As we have said before, Costa Rica’s rainy season (May to September) is an amazing time to visit. With intermittent rain, usually only in the afternoons or evenings, you can enjoy a lot of daytime activities. Plus, everything is lush and green, wildlife is more active, and popular attractions are less busy. In this post, we will lay out a 12-day rainy-season itinerary that visits Costa Rica’s Caribbean and Pacific coasts, as well as the famous Arenal Volcano.
Costa Rica Rainy Season Itinerary – Overview
This itinerary has you flying into San Jose (SJO Airport) and out of Liberia (LIR Airport). If needed, you could modify it, flying out of SJO with a longer drive or stay at a hotel near San Jose at the end.
You will get to see both coasts and also the rainforest-filled center of the country.
After flying into San Jose, you will first visit Tortuguero on the Caribbean coast. Your next stop will be La Fortuna in the northern middle part of the country. Finally, you will end on Costa Rica’s northern Pacific coast in Playa Hermosa, Guanacaste.
During the rainy season, these areas typically have a bit less rain compared to other parts of the country. Read our post, Weather in Costa Rica: What You Need to Know, for some useful statistics.
Day 1: Arrive in San Jose and Stay Overnight
Unless your flight arrives early in the morning and you are ready for more travel, we recommend staying overnight near SJO Airport on your first day. This is because Tortuguero is remote and harder to get to. Most transportation options are in the morning (see below).
Just because you are staying near the airport, though, doesn’t mean this day can’t be part of your Costa Rica experience. Check out our post on where to stay near SJO Airport for some great options that will give you a warm Costa Rican welcome.
Days 2-4: Tortuguero (3 nights)
Getting to Tortuguero
You won’t need a car in Tortuguero since there are no roads. Instead, the town is accessed by boat, through a series of rivers and canals. You can also reach it via small plane.

§ ENTRIES PROVIDED:
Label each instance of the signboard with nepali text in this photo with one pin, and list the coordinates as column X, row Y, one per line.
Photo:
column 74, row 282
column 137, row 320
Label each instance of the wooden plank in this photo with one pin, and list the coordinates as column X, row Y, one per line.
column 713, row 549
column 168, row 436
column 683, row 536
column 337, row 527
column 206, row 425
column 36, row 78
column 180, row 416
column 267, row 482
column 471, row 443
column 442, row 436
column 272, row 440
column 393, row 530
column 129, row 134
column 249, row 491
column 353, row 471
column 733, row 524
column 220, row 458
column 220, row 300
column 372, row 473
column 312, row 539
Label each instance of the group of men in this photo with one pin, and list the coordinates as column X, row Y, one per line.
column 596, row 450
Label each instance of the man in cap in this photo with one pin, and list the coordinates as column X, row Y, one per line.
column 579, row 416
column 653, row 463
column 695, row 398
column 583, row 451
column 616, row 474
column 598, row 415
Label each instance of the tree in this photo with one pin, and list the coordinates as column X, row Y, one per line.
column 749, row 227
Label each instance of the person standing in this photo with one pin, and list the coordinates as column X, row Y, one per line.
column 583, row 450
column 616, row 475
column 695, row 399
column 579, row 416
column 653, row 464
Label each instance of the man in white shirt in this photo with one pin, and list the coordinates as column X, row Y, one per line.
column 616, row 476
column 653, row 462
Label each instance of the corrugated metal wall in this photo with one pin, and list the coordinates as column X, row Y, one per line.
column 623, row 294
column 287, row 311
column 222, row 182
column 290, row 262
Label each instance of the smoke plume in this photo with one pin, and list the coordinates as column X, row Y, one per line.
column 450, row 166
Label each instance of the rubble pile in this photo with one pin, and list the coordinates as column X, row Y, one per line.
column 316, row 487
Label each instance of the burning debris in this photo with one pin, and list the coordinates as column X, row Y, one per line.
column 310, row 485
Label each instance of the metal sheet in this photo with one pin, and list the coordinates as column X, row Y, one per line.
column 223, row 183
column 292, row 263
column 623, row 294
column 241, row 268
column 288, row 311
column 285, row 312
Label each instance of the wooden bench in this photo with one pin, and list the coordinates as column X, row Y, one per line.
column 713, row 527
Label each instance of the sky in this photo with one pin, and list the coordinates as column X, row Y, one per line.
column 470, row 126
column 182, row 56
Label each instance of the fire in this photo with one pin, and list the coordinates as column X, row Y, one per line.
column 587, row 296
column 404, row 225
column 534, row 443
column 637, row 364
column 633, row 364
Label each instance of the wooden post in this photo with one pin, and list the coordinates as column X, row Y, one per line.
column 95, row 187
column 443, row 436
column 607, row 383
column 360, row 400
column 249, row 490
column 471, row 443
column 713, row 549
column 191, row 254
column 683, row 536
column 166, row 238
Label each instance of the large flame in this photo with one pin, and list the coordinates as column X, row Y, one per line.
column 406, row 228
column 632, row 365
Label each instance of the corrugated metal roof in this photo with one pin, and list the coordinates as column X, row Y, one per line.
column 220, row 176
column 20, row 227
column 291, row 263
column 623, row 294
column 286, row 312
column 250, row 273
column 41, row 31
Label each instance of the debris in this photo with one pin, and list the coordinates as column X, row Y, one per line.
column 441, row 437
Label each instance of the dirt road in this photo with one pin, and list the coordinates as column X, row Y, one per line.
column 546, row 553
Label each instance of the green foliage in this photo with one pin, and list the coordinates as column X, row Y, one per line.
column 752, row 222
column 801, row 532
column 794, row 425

--

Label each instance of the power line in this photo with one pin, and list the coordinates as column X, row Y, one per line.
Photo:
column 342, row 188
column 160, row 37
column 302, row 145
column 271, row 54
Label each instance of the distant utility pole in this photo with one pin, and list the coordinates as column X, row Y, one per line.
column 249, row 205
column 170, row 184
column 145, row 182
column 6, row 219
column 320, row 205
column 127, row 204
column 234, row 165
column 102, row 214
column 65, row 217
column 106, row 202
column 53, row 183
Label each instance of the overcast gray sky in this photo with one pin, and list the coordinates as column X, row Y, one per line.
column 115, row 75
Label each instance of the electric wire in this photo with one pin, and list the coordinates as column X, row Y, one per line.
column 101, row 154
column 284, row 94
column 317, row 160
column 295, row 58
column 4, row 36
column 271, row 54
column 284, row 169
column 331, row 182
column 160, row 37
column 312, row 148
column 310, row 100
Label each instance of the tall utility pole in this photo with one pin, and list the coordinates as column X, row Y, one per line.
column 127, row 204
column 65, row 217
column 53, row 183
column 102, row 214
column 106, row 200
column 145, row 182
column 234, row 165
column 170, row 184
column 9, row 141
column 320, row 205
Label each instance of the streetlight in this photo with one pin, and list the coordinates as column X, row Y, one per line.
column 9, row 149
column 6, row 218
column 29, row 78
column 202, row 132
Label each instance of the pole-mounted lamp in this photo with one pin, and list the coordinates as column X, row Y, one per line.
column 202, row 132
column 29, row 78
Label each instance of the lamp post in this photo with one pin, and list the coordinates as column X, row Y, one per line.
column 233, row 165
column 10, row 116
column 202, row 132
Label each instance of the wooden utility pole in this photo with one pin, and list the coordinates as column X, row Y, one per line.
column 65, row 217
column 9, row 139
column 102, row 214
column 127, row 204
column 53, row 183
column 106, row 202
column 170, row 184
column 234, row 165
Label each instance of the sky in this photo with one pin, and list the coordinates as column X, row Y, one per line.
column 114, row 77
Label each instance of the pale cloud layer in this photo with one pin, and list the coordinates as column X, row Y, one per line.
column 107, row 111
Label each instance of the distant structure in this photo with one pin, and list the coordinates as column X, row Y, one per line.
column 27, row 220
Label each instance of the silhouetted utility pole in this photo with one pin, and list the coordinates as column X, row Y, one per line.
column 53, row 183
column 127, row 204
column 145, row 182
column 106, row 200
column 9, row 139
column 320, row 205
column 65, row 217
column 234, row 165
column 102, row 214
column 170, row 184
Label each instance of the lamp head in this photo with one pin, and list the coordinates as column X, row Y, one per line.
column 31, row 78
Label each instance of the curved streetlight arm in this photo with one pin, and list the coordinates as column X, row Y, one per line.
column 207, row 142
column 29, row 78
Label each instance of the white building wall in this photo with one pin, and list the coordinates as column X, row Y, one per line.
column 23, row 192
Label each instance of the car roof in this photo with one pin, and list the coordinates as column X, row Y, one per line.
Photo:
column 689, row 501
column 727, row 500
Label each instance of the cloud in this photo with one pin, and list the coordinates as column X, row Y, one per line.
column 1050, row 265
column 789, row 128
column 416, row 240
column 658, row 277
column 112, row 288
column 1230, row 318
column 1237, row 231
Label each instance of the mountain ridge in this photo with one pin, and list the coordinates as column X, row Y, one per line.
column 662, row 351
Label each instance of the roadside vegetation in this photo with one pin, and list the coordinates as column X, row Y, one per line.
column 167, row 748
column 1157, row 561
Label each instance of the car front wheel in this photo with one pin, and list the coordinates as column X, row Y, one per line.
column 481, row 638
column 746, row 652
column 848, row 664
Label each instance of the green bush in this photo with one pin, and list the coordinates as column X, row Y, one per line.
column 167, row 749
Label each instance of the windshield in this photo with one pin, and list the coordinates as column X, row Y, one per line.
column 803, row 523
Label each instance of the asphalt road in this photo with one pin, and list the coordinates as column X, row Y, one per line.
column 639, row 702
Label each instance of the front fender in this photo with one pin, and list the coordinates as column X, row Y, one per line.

§ TASK INSTRUCTIONS:
1 > In the Costa Rica itinerary, which airport do you fly out of?
2 > Collect every line of the records that contains the word "wooden".
The Costa Rica itinerary and the records have nothing to do with each other.

§ FULL SOLUTIONS:
1 > Liberia (LIR Airport).

2 >
Label each instance of the wooden plank in this photo with one pin, and list the coordinates as column X, row Y, one per line.
Label each instance of the wooden bench in this photo with one pin, and list the coordinates as column X, row Y, one per line.
Label each instance of the wooden post in this photo with one pin, and list the coordinates as column X, row Y, one per line.
Label each instance of the wooden utility pole in this photo with one pin, and list the coordinates as column X, row Y, one per line.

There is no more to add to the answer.